→ WHAT YOU WILL DO: Reproduce the line that holds "Could you please pick out the metal" together with all the lines after it up to the end of the entries.

→ ENTRIES SHOWN:
-=-=-=-=-
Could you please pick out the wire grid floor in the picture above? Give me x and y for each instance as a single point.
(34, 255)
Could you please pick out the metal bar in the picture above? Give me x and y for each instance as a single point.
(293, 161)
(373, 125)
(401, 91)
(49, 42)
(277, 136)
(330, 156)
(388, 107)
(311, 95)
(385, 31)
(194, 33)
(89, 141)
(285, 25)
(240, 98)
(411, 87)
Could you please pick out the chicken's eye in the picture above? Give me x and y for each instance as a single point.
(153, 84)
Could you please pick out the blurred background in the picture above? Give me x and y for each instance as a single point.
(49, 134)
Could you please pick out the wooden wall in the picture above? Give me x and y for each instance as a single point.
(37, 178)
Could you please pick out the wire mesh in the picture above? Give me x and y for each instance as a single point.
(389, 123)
-=-=-=-=-
→ EXERCISE ANSWER:
Could you please pick out the metal bar in the picture above? Give me x and y for each instance as a single point.
(293, 161)
(373, 125)
(401, 91)
(49, 42)
(277, 136)
(330, 156)
(388, 107)
(311, 95)
(385, 31)
(194, 33)
(89, 141)
(285, 25)
(240, 98)
(411, 87)
Could you please pick out the chicken's eye in the picture above? Give me x and y for each instance as a single point.
(153, 84)
Could you please pick out the blurred background in the picture above? Give me x and y for each instance as a single point.
(49, 134)
Could you please pick out the wooden wall in the picture above? Give me x and y for each instance as a single point.
(37, 178)
Could you please pick out the wire mesh in the picture above? Give me x and y for each instance as a single point.
(389, 123)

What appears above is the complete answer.